Your goal: Among these records, tally each line with the word "below"; the answer is that number alone.

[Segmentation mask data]

● ● ● ● ●

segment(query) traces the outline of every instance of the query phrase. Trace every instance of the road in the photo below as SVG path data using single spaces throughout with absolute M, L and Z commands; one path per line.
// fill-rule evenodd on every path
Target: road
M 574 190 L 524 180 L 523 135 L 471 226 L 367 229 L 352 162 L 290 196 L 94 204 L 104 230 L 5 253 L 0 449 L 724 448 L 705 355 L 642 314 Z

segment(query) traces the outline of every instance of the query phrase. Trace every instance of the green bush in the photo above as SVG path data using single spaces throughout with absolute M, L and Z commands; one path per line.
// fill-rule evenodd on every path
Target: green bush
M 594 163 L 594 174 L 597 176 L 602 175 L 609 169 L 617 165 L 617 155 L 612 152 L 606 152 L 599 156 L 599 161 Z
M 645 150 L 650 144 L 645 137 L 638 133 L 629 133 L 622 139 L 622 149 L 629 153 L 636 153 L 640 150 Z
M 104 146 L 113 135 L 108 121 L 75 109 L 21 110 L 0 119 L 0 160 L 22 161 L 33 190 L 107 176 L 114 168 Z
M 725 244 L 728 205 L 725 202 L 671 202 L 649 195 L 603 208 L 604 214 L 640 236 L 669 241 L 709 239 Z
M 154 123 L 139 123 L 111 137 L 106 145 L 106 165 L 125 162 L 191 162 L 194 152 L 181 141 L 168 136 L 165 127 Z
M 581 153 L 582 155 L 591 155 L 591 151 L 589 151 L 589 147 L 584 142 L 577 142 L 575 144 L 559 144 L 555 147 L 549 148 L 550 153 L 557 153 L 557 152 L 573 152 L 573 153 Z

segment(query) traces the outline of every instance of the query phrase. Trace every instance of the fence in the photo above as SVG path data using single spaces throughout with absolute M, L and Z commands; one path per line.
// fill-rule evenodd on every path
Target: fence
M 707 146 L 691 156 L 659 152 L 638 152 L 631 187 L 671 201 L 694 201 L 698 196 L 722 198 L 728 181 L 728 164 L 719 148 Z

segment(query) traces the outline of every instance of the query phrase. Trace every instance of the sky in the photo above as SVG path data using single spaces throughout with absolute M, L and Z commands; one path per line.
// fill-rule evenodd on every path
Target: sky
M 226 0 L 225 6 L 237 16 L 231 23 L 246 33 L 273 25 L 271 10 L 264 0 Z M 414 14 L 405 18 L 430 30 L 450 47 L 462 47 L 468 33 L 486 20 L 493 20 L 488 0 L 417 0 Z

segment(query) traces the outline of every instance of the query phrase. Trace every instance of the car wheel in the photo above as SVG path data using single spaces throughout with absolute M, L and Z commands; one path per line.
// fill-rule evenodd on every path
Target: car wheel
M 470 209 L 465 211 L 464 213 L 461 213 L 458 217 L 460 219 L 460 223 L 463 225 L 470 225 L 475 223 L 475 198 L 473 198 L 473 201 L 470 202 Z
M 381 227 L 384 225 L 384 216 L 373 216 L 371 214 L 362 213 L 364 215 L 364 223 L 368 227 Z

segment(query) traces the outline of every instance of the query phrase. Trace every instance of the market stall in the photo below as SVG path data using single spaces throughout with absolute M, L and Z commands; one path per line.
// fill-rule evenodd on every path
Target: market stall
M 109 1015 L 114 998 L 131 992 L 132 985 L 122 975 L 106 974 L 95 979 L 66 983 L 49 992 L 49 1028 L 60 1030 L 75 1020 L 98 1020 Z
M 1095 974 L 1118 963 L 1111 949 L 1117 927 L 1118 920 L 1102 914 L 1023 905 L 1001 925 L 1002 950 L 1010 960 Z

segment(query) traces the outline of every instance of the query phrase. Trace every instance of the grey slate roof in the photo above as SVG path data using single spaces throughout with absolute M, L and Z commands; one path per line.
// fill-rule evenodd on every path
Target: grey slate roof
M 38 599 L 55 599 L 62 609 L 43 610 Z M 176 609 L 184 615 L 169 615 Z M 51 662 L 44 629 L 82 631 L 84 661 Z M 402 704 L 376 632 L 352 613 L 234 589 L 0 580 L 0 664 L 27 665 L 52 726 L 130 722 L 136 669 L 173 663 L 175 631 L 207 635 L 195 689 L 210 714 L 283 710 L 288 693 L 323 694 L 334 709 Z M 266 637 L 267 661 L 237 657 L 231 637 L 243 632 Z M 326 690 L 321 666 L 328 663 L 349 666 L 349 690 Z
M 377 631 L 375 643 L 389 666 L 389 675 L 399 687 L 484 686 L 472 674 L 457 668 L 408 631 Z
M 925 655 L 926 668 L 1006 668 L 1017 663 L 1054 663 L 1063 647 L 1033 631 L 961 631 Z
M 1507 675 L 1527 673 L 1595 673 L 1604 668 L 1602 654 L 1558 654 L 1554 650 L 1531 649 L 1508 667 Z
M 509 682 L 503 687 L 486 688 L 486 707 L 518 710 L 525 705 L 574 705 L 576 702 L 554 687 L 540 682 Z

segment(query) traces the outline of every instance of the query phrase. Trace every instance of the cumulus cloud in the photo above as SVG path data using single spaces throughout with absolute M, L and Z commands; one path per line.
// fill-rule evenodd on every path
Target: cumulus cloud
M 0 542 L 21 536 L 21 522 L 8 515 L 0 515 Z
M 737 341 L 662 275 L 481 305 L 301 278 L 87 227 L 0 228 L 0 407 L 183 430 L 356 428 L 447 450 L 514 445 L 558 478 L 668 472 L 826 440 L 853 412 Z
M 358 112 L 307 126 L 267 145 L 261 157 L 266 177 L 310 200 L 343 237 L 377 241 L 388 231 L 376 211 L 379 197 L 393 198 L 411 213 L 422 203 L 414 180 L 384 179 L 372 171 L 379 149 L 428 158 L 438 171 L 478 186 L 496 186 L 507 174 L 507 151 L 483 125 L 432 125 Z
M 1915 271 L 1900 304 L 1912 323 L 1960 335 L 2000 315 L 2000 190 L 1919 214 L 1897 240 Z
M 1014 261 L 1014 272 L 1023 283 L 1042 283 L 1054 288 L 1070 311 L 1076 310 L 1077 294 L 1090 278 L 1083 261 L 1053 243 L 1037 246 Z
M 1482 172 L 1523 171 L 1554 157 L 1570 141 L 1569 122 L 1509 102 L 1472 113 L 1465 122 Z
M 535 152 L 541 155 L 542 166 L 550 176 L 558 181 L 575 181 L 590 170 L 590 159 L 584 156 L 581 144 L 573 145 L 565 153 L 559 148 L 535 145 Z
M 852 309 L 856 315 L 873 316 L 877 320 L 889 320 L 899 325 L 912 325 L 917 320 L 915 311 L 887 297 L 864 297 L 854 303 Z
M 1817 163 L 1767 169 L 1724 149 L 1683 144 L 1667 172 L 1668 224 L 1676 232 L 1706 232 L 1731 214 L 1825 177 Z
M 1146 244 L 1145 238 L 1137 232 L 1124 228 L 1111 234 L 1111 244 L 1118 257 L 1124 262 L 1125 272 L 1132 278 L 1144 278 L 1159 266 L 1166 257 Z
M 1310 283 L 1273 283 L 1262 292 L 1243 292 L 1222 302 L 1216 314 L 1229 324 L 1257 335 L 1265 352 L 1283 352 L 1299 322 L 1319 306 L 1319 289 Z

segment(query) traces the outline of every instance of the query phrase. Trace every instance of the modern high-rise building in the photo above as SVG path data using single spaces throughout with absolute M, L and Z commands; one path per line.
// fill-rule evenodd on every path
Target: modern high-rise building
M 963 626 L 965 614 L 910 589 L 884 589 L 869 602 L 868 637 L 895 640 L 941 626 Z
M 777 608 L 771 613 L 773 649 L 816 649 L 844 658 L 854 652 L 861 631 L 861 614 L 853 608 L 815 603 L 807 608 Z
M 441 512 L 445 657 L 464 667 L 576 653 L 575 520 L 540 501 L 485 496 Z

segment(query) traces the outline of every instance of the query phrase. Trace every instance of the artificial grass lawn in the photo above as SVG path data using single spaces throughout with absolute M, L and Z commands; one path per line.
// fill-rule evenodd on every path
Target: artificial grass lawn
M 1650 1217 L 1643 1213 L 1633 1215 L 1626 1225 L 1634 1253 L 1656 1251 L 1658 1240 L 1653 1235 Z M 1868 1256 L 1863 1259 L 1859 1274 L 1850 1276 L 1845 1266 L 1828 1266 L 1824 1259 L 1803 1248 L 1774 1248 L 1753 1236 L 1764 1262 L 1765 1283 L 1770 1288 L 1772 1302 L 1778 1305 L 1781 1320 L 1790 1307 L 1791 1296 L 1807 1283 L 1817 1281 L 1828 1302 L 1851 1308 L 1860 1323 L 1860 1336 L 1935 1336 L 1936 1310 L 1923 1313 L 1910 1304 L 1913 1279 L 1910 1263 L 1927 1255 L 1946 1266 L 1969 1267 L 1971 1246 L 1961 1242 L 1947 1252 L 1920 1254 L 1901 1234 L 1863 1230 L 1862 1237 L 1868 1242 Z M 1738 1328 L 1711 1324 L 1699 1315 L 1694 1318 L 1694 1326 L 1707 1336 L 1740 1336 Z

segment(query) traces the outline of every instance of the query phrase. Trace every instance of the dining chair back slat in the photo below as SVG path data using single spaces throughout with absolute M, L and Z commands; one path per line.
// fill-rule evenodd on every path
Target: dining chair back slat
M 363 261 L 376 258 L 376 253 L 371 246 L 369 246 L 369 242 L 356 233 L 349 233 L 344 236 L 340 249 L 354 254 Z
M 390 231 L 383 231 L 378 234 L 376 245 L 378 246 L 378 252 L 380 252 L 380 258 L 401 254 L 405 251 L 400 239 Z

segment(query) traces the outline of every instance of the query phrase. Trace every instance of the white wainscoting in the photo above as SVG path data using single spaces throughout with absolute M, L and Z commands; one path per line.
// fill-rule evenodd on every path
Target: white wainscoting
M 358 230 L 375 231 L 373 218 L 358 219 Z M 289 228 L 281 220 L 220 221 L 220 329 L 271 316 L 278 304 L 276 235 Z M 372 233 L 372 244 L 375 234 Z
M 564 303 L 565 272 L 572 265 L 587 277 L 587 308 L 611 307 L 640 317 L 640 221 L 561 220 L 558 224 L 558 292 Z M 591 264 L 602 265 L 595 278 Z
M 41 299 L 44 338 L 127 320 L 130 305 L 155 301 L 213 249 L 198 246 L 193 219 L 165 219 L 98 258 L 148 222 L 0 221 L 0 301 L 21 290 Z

● ● ● ● ●

Output: 3